_REQUIRED ACTION_
In the listing below, locate the line that contains "written like [687,381]." and the line that contains "written like [970,171].". Restate word for word those two lines and every line between them, and nothing else.

*** Block opens ***

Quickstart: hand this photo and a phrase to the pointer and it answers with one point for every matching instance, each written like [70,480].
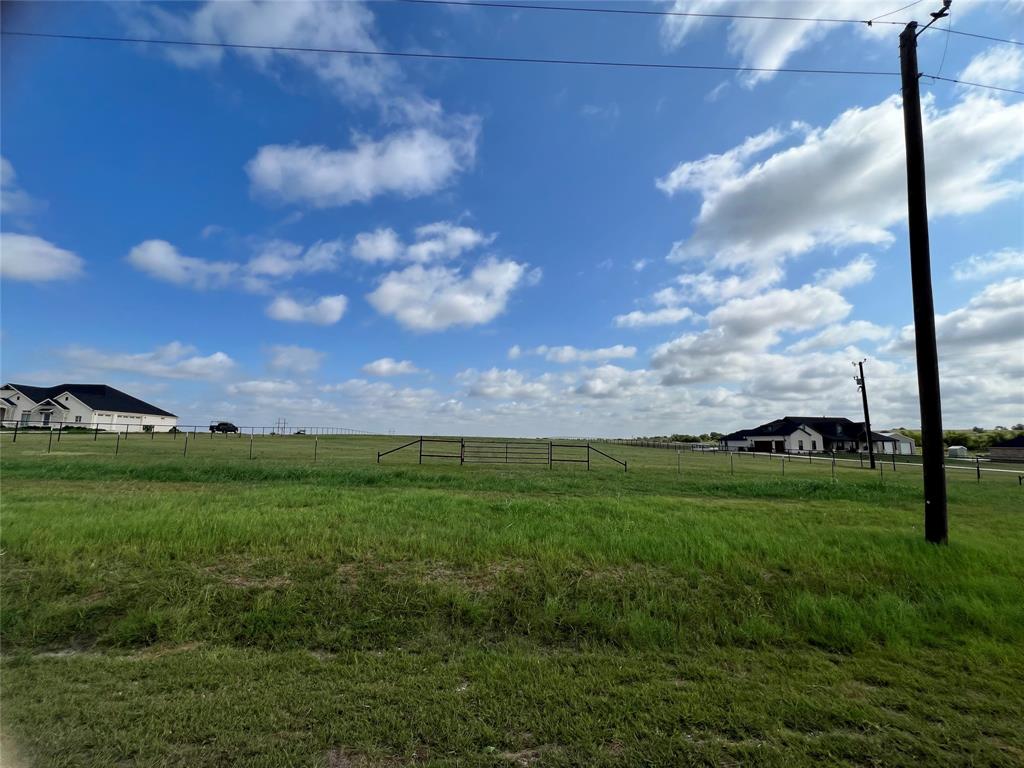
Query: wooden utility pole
[936,523]
[862,385]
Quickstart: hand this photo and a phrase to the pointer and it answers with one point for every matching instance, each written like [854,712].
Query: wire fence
[140,426]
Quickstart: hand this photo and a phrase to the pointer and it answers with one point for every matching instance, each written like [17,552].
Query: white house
[903,446]
[807,434]
[81,406]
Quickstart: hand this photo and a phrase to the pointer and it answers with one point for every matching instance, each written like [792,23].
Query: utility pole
[862,386]
[936,523]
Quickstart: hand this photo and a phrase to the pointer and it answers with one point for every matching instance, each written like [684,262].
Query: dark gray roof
[96,396]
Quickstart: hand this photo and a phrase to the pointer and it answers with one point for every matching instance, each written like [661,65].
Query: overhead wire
[693,14]
[475,57]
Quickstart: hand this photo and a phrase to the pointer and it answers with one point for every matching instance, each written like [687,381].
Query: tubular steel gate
[471,451]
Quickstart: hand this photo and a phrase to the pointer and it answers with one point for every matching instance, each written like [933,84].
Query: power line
[973,85]
[636,11]
[892,12]
[451,56]
[693,14]
[507,59]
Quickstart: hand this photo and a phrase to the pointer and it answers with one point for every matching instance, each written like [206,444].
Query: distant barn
[1008,451]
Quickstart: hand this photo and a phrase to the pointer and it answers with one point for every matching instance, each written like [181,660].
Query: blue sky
[494,248]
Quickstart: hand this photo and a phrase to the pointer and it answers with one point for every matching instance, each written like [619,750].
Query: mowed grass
[168,610]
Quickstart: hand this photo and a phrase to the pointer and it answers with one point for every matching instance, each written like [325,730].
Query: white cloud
[174,360]
[435,242]
[1001,66]
[13,200]
[508,384]
[409,163]
[279,258]
[994,316]
[160,259]
[573,354]
[295,358]
[766,45]
[664,316]
[297,24]
[379,246]
[987,265]
[390,367]
[861,269]
[324,311]
[845,183]
[841,335]
[263,388]
[436,298]
[34,259]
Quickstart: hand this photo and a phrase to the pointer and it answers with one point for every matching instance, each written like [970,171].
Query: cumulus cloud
[435,298]
[861,269]
[295,358]
[160,259]
[567,353]
[263,388]
[408,163]
[324,311]
[664,316]
[439,241]
[508,384]
[13,200]
[990,264]
[174,360]
[993,316]
[390,367]
[29,258]
[842,334]
[845,183]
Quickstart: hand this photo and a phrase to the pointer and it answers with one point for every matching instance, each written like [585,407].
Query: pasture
[212,609]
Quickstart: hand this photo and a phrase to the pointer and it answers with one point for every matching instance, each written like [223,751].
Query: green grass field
[215,610]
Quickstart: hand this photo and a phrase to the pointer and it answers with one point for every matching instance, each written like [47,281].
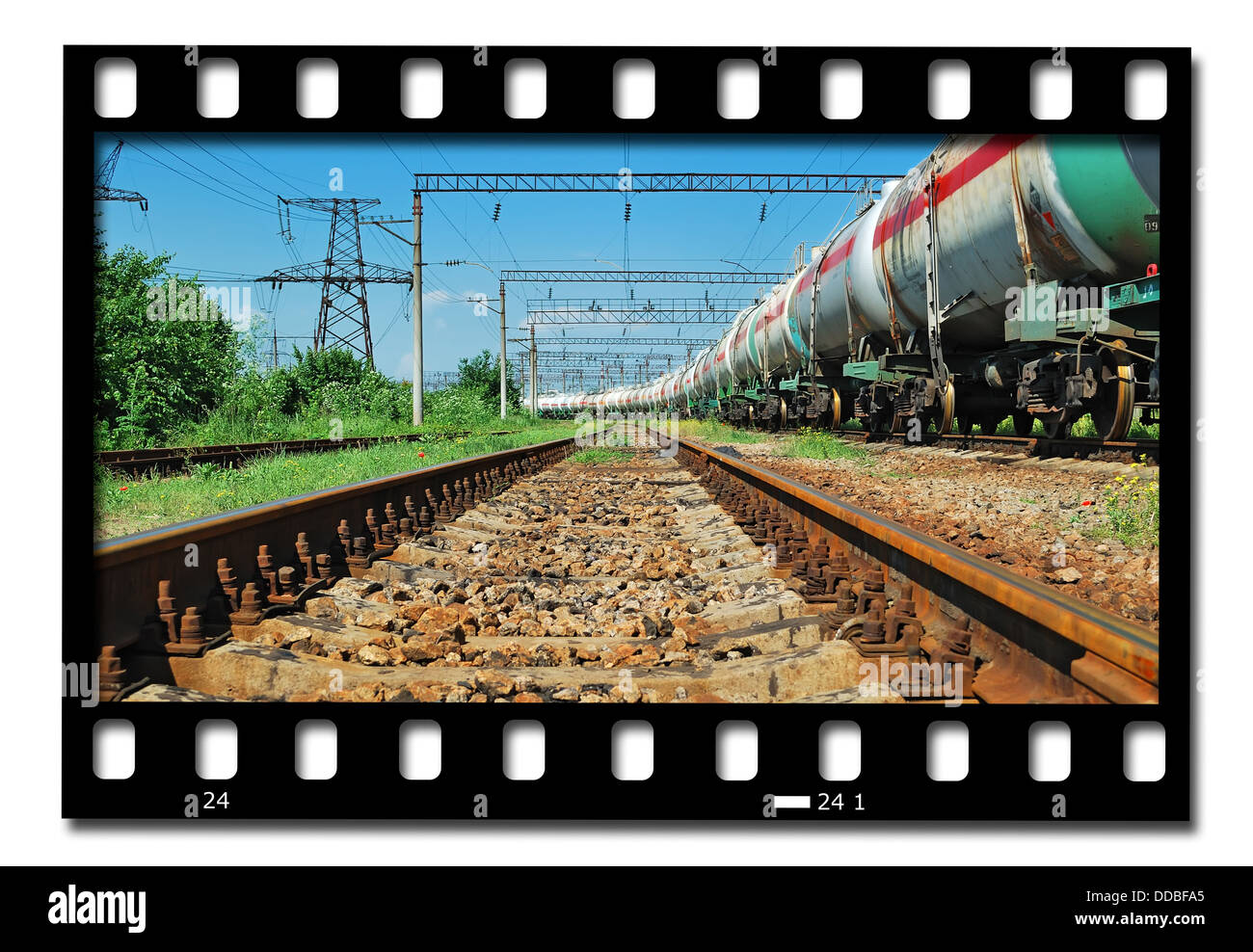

*** Block closes ***

_OUTPUT FOR THIS EXERCISE_
Quickstart: hand this photo and a phrase to the pointer and it answers with one point for every matching instance, each written like [687,381].
Query: tubular steel gate
[471,451]
Quickstart: hand this photo and a phrase to the pointer and it answers with one point for every matching instance, each written like [933,84].
Query: power line
[973,85]
[636,11]
[892,12]
[451,56]
[693,14]
[507,59]
Quickstart: hand this photo and a phrase to the pointer and it answers with one point for every matching instance, each written like [206,444].
Query: distant barn
[1008,451]
Quickstart: hand this photo and a phrase to the pointer and it answers with one point for every matching instance, each written like [181,660].
Query: blue sky
[494,248]
Quickstart: hand this photo and a phrase to the pointer and it answers with one point for every matching instance, each written like [619,750].
Query: mowed grass
[168,610]
Quickstart: hand this photo and a phrase to the pointer and it answers with one point for every matching instance, each written like [325,730].
Query: white cloud
[174,360]
[435,242]
[1001,66]
[13,200]
[508,384]
[409,163]
[279,258]
[994,316]
[160,259]
[573,354]
[295,358]
[766,45]
[664,316]
[297,24]
[379,246]
[987,265]
[390,367]
[861,269]
[324,311]
[845,183]
[841,335]
[263,388]
[436,298]
[34,259]
Quickstart: hand this photo and a phrase to the pointer and it answers with one point for every matching instance, each written like [970,171].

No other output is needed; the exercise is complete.